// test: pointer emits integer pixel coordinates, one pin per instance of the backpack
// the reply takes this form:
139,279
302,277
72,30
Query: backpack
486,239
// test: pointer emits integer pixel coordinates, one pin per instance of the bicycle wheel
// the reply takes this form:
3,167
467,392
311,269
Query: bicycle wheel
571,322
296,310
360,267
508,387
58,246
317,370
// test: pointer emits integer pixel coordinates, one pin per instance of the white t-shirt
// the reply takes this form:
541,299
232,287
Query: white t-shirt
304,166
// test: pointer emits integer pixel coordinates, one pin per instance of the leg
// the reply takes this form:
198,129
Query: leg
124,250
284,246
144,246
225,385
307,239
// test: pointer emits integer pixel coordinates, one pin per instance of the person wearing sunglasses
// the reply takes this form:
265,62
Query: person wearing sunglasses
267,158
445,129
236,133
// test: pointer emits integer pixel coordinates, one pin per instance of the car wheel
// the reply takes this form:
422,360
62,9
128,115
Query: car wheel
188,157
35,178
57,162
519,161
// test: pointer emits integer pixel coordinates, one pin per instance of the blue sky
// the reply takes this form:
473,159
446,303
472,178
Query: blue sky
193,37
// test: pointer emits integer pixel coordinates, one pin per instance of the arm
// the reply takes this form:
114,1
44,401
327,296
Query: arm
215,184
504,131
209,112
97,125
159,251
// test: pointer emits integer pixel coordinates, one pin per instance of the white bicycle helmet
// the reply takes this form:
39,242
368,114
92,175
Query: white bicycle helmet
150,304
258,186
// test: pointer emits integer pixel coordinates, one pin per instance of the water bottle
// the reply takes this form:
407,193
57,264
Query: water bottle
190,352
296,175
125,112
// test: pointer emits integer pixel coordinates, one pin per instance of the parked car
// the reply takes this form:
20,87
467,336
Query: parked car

..............................

• **YOUR INSTRUCTIONS**: Reproduce the rows above verbatim, starting with the line that contains "the bicycle wheel" and continuing through the final line of the rows.

• **WRITTEN RESPONSE**:
// test: pointer emits integer pixel coordinates, one pin per instance of the bicycle wheel
// the reply takes this form:
3,167
467,392
311,269
Query: bicycle wheel
571,322
296,310
360,267
508,387
58,246
317,370
// test: pointer emits integer pixel coordinates, one pin per instance of the white t-shirt
// the reply takes this form:
541,299
232,287
Query: white t-shirt
304,166
// test: pointer emits integer pixel coordinates, one pin per instance of the leg
// the reply takes this form:
198,129
Query: leg
124,250
284,246
144,246
225,385
307,239
// test: pointer emits integer pixel coordinates, one pin per instance of the person wearing sunglasses
// the reply takes this form:
265,62
Query: person wearing sunglasses
267,158
445,129
236,133
// test: pointer emits integer pixel coordinates, one pin per instance of the car wheel
// the reply takes this form:
422,360
62,9
128,115
Query: car wheel
188,157
35,178
57,162
519,161
// test: pointer emits integer pixel coordinates, one pin per instance of the blue sky
// the reply takes this form:
473,159
446,303
472,178
Query: blue sky
193,37
// test: pointer emits integer pixel coordinates, one pin per instance of the arm
// the reply takes this form:
114,1
44,401
327,296
Query: arm
215,184
504,131
209,112
97,125
159,251
// test: pointer emits integer pixel coordinates, one pin per instance of the white bicycle helmet
// the reply takes this form:
39,242
368,114
92,175
Query: white bicycle helmet
150,304
258,186
// test: pointer emits integer pixel coordinates, one pin per instance of the water bottle
// the reply takes this form:
407,193
57,264
Query: water bottle
190,352
296,175
125,112
// test: pointer emits integer pixel coordinates, one pin per instance of the parked car
// the reply takes this form:
20,87
467,336
Query: parked car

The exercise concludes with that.